Text provided:
Platzl - start of the Linzergasse © Tourismus Salzburg GmbH

Linzergasse Salzburg

Shopping and going out

Stroll through the Linzergasse during a shopping tour

Many of the quaint, old houses of the Linzergasse can trace their chronicles back to the 14th and 15th centuries and still bear witness to the efficient and industrious burghers of yesteryear. The devastating city fire of 1818, causing extensive damage to the right bank of the Salzach River, did not spare the Linzergasse but the wounds have meanwhile healed and the charming burgher houses - lovingly renovated - once again border this beautiful old district in Mozart's city.

The Linzergasse with its handicrafts and old shops, its countless restaurants and hostels and its unmatched local flair has always been the counterpart of its "Salzburger" sister, the elegant, international Getreidegasse on the other side of the river. For many centuries, those who needed a turner, a draper or butcher, a gunsmith or chain maker, a clockmaker, cooper or art metal worker, an apothecary and barber-surgeon, a gingerbread-maker and wax-chandler or even a bell-founder were at the right address in the Linzergasse. Coming from the "Platzl" at the Staatsbrücke, one's glance falls upon house number 3, where the natural scientist Theophratus Bombastus von Hohenheim, also called paracelsus, lived from 1540 to 1541.

The Engel Apothecary's Shop is located in house number 7, whose most prominant apprentice was certainly the poet Georg Trakl born in Salzburg in 1887. Right next-door in Linzergasse house number 9, the Hotel Gablerbräu, a plaque commemorates the great singer, Richard Mayr, the unforgetable "Ox of Lerchenau" in Richard Strauss' opera "Der Rosenkavalier".

Upon crossing to the other side of the Linzergasse, an impressive gate and stairway entices one to an introspective ascent of the Kapuzinerberg over an old crossroad; the slightly exerting climb up to the Capuchin Monastery is rewarded by a wonderful view of the beautiful Old City at the foot of Hohensalzburg Fortress on the opposite side of the river. The well-preserved city walls dating back to the Thirty Years' War bear witness to the principality's excellent fortification during those militant times.

Point-per-instance location data:
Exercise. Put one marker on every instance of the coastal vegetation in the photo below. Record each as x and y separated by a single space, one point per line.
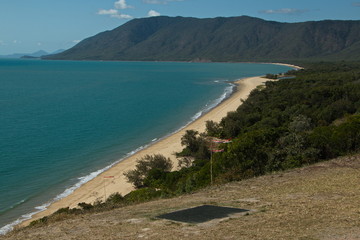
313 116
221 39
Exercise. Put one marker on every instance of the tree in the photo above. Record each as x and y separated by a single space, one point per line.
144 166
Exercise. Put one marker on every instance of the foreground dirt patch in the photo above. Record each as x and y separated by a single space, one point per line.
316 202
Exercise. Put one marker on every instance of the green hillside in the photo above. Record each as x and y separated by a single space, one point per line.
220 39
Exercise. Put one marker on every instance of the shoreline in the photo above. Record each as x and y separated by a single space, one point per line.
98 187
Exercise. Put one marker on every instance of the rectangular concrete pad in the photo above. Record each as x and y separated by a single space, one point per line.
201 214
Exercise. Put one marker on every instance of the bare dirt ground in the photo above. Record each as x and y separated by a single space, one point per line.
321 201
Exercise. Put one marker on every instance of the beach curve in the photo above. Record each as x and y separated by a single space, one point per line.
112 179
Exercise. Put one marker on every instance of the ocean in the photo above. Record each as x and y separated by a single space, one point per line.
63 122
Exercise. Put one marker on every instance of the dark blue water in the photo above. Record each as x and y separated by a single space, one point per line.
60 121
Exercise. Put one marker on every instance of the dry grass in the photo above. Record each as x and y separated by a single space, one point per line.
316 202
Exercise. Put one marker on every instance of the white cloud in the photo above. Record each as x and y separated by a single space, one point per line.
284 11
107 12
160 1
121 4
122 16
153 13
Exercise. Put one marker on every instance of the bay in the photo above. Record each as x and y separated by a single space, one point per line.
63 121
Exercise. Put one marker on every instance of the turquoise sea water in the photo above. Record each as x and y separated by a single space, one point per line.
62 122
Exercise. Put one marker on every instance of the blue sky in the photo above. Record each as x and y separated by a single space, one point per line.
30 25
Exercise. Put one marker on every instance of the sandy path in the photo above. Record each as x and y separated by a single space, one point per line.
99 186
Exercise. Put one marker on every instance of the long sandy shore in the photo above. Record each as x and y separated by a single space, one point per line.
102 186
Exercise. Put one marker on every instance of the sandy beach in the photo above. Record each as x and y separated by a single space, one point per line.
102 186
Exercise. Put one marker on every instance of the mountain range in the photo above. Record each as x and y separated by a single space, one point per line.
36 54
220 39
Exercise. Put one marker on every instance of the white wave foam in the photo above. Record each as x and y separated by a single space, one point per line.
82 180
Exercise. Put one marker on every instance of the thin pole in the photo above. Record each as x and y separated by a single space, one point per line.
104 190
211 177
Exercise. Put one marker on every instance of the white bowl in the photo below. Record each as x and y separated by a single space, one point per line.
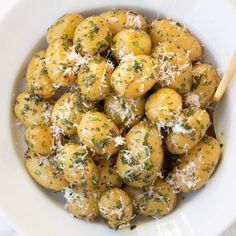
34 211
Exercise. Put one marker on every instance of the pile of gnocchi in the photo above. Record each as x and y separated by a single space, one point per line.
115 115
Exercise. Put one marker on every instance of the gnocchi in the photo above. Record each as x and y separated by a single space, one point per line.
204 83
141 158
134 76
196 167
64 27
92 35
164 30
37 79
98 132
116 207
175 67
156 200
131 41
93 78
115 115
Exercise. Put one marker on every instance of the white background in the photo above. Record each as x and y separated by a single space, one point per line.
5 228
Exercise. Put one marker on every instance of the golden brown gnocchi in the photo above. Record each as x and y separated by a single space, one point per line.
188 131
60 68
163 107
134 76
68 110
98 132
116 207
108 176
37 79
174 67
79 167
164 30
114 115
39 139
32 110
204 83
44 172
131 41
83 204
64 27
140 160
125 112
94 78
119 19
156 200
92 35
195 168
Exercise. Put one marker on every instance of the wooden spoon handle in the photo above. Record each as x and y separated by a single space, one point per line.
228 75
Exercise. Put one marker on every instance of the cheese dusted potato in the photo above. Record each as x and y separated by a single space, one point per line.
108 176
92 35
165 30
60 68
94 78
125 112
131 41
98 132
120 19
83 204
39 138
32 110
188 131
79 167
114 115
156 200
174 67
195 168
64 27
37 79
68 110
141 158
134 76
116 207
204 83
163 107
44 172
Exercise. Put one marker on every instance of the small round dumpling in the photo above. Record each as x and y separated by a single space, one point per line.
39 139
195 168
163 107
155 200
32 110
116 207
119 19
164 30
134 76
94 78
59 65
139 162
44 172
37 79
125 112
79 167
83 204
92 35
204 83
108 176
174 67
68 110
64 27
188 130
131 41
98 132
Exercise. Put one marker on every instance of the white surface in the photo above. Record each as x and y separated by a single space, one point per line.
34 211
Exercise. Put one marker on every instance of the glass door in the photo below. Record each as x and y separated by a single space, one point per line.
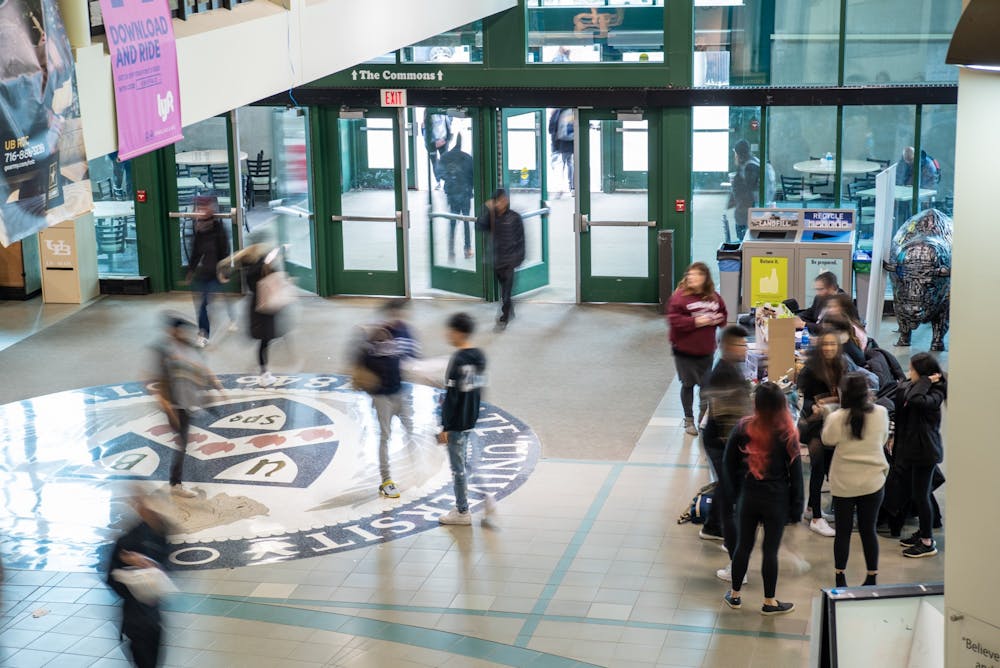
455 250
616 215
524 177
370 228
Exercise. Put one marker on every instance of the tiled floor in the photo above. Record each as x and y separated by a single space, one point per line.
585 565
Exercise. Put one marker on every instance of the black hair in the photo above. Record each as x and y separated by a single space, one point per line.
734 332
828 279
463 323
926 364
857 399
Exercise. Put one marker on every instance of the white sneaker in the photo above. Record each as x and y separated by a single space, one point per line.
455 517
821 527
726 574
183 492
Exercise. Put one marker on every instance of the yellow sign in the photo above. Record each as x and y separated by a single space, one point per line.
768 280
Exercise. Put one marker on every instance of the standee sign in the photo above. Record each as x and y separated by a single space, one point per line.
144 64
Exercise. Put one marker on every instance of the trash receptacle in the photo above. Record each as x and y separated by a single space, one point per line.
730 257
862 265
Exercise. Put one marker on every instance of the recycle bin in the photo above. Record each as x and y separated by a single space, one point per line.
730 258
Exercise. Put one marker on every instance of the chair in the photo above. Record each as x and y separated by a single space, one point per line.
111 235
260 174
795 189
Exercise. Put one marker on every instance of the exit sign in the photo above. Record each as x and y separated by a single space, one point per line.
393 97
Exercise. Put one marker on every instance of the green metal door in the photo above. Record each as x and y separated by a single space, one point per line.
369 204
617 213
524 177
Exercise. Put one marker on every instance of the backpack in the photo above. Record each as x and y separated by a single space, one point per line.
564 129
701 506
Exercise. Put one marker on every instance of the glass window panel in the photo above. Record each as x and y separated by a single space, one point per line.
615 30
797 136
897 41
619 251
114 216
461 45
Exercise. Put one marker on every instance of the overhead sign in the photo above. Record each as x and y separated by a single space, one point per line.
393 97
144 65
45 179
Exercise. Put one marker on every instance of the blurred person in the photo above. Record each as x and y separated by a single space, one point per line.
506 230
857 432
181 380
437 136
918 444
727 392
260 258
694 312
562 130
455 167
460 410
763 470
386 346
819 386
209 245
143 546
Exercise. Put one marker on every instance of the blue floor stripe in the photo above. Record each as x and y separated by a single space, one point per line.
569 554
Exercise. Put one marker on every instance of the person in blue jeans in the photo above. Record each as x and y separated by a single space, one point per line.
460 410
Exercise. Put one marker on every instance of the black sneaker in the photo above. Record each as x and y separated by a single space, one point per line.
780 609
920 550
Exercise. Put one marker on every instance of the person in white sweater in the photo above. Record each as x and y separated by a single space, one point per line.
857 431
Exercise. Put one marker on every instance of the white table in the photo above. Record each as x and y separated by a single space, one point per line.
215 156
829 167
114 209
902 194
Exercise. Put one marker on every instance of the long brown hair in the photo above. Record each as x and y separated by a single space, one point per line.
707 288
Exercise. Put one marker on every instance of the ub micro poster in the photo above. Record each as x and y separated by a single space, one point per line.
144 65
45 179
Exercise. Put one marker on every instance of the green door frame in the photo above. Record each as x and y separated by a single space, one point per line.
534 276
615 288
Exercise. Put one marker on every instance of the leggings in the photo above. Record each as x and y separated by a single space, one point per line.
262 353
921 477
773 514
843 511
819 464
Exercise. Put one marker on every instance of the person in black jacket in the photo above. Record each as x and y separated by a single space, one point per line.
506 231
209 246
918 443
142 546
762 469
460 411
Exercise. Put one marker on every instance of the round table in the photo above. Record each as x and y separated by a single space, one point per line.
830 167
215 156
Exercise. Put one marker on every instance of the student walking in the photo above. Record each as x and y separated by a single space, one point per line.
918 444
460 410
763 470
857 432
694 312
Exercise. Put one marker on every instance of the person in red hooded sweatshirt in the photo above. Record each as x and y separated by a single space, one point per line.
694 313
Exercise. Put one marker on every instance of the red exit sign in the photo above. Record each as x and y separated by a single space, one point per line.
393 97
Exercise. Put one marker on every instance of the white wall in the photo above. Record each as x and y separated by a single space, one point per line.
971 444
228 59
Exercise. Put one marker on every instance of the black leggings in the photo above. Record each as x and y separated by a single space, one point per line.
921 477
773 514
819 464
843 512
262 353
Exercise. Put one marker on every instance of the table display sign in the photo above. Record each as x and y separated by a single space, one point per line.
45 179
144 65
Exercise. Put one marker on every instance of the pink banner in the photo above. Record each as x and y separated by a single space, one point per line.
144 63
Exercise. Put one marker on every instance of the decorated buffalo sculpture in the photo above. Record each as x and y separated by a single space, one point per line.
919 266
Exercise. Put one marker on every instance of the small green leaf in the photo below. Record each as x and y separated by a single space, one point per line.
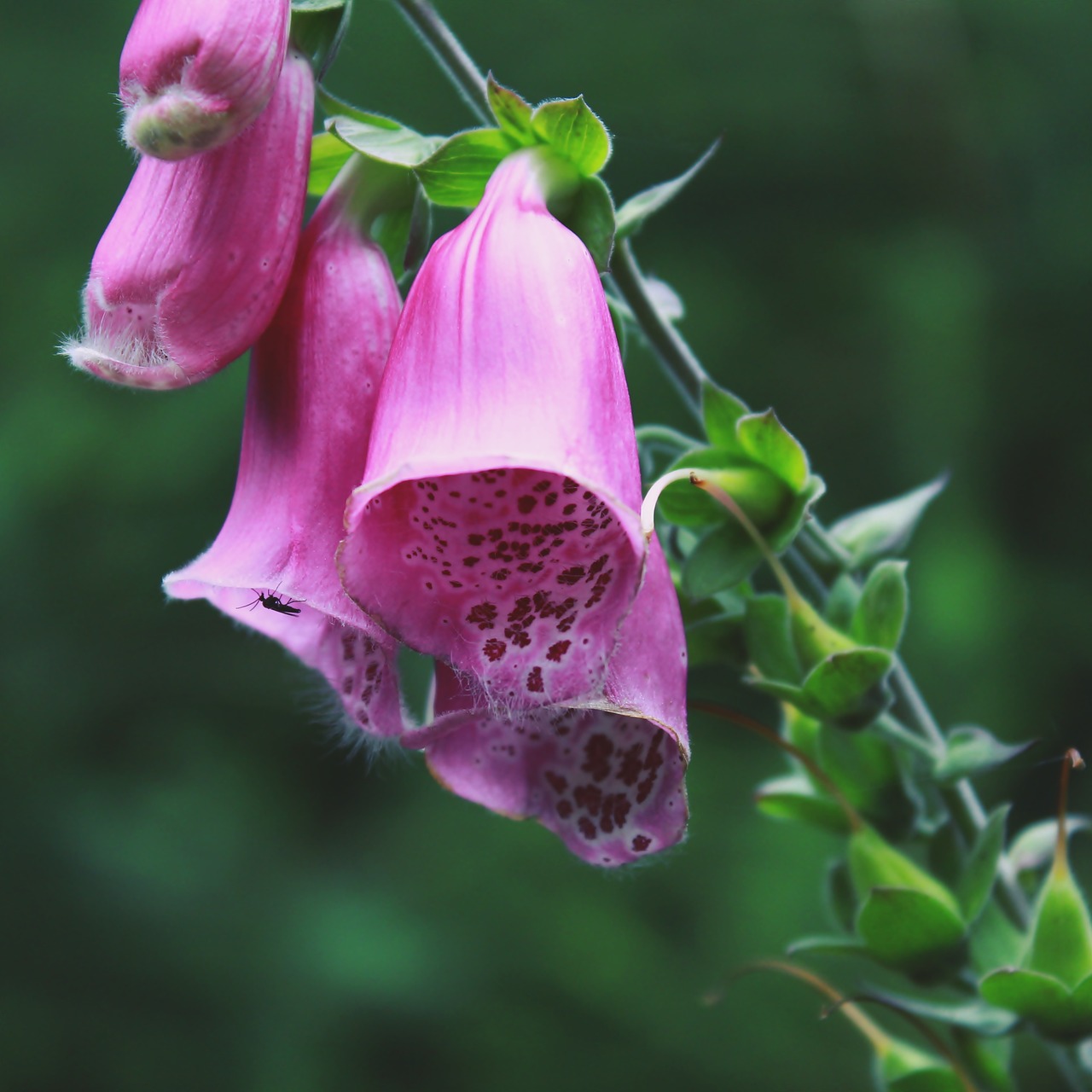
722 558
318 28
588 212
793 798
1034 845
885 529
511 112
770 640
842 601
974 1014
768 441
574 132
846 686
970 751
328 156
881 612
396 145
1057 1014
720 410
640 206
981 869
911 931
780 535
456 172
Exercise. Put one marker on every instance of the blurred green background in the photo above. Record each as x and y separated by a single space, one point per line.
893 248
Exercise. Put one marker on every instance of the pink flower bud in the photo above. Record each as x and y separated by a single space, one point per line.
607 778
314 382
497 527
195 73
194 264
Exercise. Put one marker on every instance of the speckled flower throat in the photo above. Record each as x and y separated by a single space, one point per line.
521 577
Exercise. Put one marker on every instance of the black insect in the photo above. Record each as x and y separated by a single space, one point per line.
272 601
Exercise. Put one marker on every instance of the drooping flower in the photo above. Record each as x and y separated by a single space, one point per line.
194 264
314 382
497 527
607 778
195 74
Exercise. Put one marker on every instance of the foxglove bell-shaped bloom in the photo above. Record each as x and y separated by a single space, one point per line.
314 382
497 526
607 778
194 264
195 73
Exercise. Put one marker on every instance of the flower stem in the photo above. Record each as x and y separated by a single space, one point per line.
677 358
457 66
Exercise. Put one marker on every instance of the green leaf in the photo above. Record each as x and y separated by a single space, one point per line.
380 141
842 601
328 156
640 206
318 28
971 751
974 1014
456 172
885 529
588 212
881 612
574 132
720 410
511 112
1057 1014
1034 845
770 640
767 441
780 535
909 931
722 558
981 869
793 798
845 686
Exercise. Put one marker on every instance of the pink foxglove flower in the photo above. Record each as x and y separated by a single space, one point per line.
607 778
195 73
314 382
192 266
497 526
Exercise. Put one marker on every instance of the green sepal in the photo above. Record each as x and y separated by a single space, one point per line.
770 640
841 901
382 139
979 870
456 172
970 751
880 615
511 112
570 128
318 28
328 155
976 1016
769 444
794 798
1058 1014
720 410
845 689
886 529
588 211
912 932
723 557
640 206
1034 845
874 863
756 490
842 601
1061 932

Tasks to perform:
1/ Summarize the text about Salzburg's Linzergasse in two sentences.
2/ Go on with the text about Salzburg's Linzergasse, starting after its final paragraph.

Solved problems:
1/ The Linzergasse in Salzburg has old burgher houses whose chronicles go back to the 14th and 15th centuries; they were damaged in the city fire of 1818 and have since been lovingly renovated. Long known for its handicrafts, old shops, restaurants and local flair as the counterpart to the Getreidegasse across the river, it has houses linked to Paracelsus, Georg Trakl and the singer Richard Mayr, and a gate and stairway lead up the Kapuzinerberg to the Capuchin Monastery with its view of the Old City.

2/
Just a few steps down the Linzergasse is Kirche St. Sebastian and the impressive Sebastian's Cemetery, built around 1600 by Prince Archbishop Wolf Dietrich von Raitenau in the style of an Italian campo santo, not having surrendered any of its centuries-old dignity and silent beauty in spite of the turmoil of past and present times. The cemetery contains the tomb of the physician Paracelsus.

The magnificent mausoleum for Archbishop Wolf Dietrich von Raitenau, probably the most prominent of Salzburg's Baroque princes, in the center of the cemetery is a past and present tourist attraction. The music lover will find the final resting-places of Mozart's father Leopold and Wolfgang's wife Constanze as well as her second husband, Georg Nikolas von Nissen and her aunt Genovefa von Weber, mother of the composer Carl Maria von Weber, enroute to the mausoleum.

Prominent Salzburg burghers and merchants' families were buried under the magnificent arcades of the cemetery and a walk across the silent churchyard is like browsing through the book of Salzburg's history over the centuries. The Church of St. Sebastian, renovated with a great feeling for the arts, contains a magnificent wrought iron gate made by Philipp Hinterseer and a high altar bearing a statue of the Madonna by Hans Waldburger dating back to 1611.